● EXERCISE OBJECTIVE
Put the material between the lines holding "Each instance of the **grassy" and "List the outlines of the **grassy ground**.", inclusive, into a Markdown table with the columns No. and Text. Give each line its own numbered row, and leave out blank lines.

● DATA SUPPLIED
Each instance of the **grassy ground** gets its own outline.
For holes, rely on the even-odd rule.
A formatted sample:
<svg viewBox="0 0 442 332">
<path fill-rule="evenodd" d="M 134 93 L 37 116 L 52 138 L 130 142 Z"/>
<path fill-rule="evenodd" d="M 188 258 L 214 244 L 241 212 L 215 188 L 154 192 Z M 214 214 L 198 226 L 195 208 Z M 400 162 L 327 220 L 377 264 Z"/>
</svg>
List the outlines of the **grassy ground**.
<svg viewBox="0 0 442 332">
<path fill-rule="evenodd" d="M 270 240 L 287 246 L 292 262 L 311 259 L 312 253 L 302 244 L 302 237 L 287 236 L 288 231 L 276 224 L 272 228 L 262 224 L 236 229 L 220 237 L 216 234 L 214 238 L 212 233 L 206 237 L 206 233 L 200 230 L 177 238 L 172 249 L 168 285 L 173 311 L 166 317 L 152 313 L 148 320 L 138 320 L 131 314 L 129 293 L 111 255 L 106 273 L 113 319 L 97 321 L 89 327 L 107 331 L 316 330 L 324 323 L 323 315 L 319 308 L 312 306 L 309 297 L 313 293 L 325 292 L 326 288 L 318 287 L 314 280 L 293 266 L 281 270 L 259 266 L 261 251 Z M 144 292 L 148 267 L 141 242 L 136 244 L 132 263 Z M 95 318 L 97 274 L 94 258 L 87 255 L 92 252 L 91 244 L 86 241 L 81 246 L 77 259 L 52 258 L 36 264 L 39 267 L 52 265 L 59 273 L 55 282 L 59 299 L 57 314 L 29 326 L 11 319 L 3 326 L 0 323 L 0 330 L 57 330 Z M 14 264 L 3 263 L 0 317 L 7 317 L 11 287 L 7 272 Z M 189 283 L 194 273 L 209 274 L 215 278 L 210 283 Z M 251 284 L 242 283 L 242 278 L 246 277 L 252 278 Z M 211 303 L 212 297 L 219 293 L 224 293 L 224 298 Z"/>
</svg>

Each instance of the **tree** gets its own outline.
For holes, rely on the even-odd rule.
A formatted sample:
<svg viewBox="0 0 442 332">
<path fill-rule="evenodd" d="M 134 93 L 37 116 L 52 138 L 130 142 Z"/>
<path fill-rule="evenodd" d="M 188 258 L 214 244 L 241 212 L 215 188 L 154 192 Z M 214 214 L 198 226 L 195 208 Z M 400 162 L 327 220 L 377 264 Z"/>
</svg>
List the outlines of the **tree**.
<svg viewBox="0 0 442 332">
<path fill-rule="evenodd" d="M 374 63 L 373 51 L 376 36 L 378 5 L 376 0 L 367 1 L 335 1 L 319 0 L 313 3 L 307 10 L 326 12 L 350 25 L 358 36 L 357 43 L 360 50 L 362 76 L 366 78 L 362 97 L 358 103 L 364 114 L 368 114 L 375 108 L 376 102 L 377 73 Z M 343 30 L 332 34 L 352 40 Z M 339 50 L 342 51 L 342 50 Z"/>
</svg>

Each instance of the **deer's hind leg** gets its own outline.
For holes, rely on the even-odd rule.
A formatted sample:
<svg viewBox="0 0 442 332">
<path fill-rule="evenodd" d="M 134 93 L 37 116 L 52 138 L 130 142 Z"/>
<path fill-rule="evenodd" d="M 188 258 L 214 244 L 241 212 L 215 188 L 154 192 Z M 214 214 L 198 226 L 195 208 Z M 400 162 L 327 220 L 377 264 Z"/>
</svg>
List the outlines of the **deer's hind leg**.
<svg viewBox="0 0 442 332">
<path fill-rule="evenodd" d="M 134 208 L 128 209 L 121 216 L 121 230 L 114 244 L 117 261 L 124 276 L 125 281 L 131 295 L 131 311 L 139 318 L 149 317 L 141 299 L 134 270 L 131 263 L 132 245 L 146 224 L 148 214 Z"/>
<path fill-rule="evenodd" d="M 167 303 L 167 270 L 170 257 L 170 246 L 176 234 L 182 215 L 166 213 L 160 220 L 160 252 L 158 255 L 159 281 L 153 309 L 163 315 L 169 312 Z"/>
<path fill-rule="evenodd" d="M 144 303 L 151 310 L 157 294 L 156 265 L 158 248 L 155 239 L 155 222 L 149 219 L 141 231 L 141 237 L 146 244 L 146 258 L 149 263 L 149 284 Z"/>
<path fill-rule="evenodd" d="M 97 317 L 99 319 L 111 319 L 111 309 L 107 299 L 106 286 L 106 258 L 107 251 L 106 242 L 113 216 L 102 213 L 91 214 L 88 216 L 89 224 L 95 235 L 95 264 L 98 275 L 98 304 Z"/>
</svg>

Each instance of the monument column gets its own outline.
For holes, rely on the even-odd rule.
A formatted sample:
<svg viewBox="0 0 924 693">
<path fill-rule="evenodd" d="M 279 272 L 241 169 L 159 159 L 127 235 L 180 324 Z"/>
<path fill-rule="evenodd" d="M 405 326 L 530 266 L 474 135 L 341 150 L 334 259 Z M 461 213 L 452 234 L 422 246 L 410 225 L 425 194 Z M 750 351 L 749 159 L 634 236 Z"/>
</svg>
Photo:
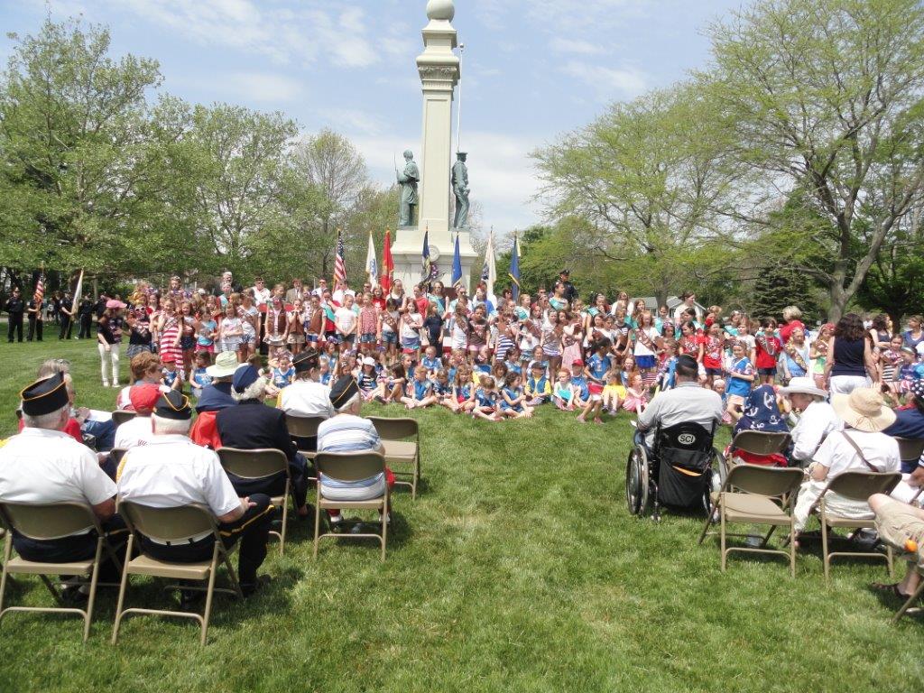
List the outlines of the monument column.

==

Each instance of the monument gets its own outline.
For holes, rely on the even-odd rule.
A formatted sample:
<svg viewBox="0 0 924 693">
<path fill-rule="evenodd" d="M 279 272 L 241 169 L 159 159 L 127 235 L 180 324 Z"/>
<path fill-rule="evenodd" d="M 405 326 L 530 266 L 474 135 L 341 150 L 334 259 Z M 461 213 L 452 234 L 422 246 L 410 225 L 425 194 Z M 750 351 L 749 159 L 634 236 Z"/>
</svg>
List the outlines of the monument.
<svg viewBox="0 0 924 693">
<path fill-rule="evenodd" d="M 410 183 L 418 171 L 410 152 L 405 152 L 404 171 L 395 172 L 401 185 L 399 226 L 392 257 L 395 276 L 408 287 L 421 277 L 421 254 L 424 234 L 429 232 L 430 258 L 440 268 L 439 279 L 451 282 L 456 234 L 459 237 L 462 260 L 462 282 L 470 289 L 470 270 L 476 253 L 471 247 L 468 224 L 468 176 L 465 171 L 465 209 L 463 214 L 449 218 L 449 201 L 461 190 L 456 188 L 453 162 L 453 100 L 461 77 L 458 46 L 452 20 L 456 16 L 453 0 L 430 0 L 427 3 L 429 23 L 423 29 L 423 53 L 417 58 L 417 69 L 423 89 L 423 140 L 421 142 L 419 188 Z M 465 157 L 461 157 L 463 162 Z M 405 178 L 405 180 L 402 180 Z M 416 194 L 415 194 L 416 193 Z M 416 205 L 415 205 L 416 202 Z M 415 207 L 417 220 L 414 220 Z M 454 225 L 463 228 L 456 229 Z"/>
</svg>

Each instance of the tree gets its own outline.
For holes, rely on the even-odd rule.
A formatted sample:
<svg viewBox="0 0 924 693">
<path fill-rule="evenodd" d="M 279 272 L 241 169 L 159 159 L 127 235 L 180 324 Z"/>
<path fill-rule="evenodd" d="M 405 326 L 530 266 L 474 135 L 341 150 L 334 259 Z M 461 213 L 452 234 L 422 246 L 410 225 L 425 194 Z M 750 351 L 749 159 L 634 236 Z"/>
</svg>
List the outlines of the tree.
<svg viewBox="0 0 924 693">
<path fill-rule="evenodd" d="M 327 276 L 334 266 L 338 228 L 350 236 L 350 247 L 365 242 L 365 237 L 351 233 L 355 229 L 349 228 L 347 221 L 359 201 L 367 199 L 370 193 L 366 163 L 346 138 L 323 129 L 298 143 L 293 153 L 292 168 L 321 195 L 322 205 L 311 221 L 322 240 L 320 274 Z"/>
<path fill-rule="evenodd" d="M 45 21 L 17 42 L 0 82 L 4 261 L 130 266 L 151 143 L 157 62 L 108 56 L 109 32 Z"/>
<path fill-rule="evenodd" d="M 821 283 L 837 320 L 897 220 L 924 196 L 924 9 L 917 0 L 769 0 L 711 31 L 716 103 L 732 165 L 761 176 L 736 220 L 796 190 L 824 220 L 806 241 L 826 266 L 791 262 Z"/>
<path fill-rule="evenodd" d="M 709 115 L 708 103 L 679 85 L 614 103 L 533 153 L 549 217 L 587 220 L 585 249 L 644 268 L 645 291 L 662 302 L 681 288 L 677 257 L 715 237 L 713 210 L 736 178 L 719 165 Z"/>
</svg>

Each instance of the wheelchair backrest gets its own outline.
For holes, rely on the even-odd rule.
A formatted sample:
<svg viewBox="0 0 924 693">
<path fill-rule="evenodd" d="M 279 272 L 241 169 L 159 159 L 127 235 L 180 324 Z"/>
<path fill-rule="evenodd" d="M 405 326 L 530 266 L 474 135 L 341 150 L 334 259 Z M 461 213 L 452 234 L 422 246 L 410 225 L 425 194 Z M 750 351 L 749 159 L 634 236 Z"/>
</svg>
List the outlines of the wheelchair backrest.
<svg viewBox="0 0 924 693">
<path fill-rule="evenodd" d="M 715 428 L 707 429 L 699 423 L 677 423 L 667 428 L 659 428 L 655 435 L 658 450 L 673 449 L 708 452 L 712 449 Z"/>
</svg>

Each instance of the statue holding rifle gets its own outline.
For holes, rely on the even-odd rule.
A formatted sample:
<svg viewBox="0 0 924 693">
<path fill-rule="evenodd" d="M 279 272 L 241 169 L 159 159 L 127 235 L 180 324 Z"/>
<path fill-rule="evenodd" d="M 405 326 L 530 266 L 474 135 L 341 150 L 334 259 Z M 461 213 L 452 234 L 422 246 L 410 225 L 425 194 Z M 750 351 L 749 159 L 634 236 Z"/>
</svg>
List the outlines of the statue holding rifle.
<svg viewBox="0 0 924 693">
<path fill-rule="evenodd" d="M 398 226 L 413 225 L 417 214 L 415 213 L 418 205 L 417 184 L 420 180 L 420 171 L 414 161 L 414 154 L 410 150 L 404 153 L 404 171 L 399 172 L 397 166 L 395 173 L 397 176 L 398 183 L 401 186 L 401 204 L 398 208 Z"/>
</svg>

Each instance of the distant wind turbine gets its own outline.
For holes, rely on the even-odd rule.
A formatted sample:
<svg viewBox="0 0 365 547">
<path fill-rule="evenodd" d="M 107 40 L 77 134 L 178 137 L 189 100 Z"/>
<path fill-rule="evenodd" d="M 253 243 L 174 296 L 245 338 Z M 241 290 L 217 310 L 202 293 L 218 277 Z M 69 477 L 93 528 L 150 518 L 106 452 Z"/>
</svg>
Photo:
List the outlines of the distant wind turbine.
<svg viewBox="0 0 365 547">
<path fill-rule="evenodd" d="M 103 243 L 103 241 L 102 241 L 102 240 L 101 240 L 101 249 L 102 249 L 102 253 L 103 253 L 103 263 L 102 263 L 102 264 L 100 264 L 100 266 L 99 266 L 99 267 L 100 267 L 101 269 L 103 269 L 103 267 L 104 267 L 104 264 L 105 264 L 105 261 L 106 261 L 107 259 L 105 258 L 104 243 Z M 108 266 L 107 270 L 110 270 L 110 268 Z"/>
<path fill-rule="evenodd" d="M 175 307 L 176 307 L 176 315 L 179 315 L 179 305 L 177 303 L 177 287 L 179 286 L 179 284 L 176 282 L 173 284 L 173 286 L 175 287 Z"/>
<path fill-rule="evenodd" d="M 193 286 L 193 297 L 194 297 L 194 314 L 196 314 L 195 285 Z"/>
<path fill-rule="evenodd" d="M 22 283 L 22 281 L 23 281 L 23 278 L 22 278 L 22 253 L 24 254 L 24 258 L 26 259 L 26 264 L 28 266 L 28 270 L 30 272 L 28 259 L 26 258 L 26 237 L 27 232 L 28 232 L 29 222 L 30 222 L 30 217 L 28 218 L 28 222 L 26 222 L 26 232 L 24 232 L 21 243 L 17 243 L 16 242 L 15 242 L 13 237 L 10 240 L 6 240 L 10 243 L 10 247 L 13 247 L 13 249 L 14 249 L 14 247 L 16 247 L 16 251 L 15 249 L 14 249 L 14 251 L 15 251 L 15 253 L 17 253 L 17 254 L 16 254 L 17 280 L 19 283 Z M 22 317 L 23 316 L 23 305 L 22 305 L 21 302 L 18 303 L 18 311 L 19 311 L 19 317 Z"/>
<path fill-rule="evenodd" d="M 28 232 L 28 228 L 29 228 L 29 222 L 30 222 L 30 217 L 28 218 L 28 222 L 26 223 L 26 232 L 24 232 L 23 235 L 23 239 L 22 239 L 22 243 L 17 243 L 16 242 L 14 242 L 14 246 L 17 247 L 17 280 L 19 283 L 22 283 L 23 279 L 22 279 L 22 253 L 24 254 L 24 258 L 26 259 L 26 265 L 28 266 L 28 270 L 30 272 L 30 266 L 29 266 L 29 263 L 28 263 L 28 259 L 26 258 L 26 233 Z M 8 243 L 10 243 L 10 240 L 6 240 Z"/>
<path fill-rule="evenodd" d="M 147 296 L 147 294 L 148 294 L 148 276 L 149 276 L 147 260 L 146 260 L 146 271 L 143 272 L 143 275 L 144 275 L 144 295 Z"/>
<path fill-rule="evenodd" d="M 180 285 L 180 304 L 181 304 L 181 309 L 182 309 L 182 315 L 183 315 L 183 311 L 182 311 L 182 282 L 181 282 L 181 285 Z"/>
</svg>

● FINISHED ANSWER
| No. | Text |
|---|---|
| 1 | Each instance of the **grassy ground** gets its own outline. |
| 2 | For holes, rely on the even-odd rule. |
| 3 | A formatted sample: |
| 4 | <svg viewBox="0 0 442 332"> |
| 5 | <path fill-rule="evenodd" d="M 134 93 L 37 116 L 52 138 L 130 142 Z"/> |
| 6 | <path fill-rule="evenodd" d="M 188 258 L 214 244 L 241 212 L 215 188 L 154 192 Z M 214 214 L 198 226 L 195 208 Z M 400 162 L 327 220 L 377 264 Z"/> |
| 7 | </svg> |
| 8 | List the outlines of the **grassy ground**. |